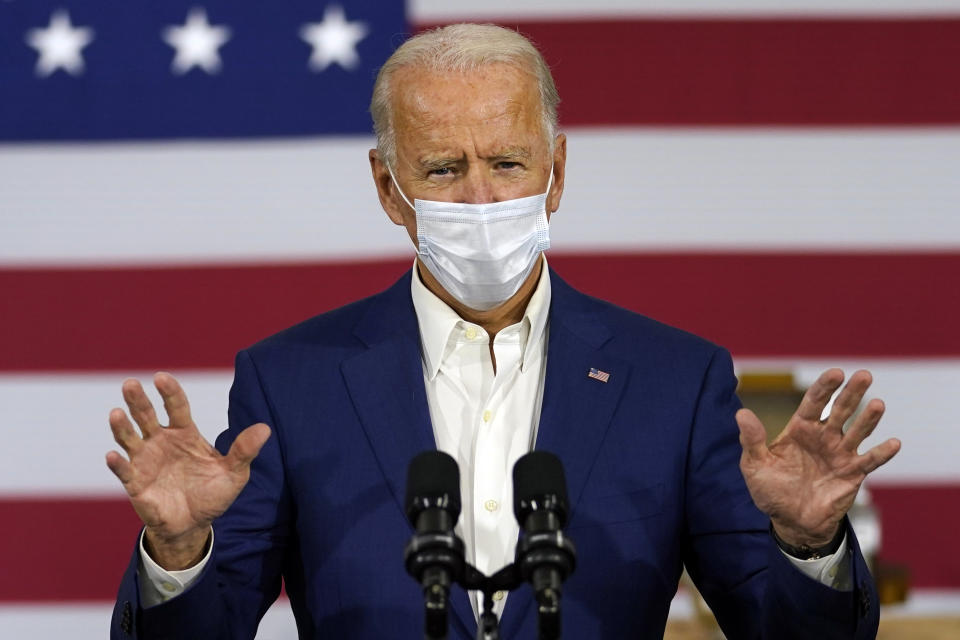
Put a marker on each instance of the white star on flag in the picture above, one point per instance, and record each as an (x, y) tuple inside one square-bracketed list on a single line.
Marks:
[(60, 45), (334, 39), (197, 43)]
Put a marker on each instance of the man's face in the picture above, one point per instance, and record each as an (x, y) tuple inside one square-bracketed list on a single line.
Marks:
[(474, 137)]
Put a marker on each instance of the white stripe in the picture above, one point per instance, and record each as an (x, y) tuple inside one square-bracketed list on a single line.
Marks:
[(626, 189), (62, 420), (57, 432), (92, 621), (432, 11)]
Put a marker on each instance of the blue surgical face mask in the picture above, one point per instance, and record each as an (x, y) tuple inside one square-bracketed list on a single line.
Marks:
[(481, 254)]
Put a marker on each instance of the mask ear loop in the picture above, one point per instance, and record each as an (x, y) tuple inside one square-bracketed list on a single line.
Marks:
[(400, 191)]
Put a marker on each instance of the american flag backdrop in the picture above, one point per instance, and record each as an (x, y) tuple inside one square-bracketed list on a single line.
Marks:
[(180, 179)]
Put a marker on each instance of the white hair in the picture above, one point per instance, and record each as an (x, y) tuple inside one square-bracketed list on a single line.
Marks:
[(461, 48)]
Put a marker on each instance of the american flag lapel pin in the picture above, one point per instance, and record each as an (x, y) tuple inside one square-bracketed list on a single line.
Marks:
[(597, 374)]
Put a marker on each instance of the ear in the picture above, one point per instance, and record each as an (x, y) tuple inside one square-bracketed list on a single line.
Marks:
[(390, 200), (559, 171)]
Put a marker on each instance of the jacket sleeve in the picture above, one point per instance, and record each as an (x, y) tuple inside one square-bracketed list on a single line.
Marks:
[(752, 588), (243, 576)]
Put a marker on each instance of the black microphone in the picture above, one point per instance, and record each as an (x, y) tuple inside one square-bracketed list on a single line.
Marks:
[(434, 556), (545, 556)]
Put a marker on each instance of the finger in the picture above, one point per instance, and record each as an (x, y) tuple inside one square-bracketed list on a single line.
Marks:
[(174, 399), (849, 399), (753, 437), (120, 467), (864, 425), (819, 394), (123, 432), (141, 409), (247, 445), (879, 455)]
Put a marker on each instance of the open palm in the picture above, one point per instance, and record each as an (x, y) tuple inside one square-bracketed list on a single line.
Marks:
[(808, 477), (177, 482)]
+-------+
__Exercise requirements__
Please arrange all of the material above as a two-column CSV with the headers text and marks, giving each piece of wording its own row beside its point list. Put every field in quotes, replace line breaks with spaces, and leave out the pictures.

__Correct response__
text,marks
"Put a marker on each instance of the white star on flag in the picture above, one point per instance, and record each as an (x, y) tuple inside one square-bracketed list on a single line. Marks:","[(60, 45), (334, 39), (197, 43)]"
"Put a marker on each instance of the man's face in the picture above, one point per instance, and record each as an (x, y) tuple inside one square-bracketed list on a single line. Marks:","[(474, 137)]"
"Put a marker on each instance of the white stripe in the picture above, one point per instance, and record each as an (x, y) tuple inside one square-bracketed list on a single line. Marks:","[(626, 189), (62, 420), (57, 432), (92, 621), (432, 11)]"
"Put a marker on each instance of the blue surgical face mask in the picture above, one point per instance, and record each as an (x, y) tuple inside one square-bracketed list on a single line. Marks:","[(481, 254)]"
"Put a marker on each instance of the mask ear loop in the picture above, one point per instance, and record each as an (x, y) tuple inside one square-bracketed list on a single line. Marks:","[(400, 191)]"
"Put a marker on each instance of the american flag backdrop in the picture above, one point per instance, and record each as an (x, y) tuple inside one square-bracketed list on a single line. Marks:","[(180, 179)]"
"Put a marker on each instance of the white hair in the picture above, one point per instance, and record each as an (x, y) tuple inside one square-bracketed list on a single line. Marks:","[(461, 48)]"
"Put a marker on each instance of the american flag lapel pin in the picture above, one point per instance, and record each as an (x, y) tuple inside one square-bracketed list on a single line. Marks:","[(597, 374)]"
"Put a marker on each instance of the ear in the picture above, one point per instance, and record each as an (x, y) tuple inside one square-bracketed list on a single line. Marks:","[(390, 200), (559, 171)]"
"Put a marker on each instance of the jacket sleeve in the picture above, one point per instance, and record each as an (x, y) tuple inside one square-bracketed list on a single line. Marks:","[(752, 588), (243, 576)]"
"Put a marker on each instance of the black microphone in the picture above, one point per instance, and record each as an (x, y) tuple inside one square-bracketed list on a single line. Marks:","[(434, 556), (545, 556)]"
"Put a marker on each instance of the finger in the picture above, one point per instance, and record each as an (x, y) tuple inside one square-bracketed list on a single line. Marks:","[(174, 399), (849, 399), (753, 437), (120, 467), (864, 425), (819, 394), (123, 432), (141, 409), (247, 445), (879, 455)]"
"Put a marker on each instance of the open palm in the picture above, one point per instance, and record each as an (x, y) tuple inside one square-bracketed list on a single line. Marks:","[(808, 477), (177, 482)]"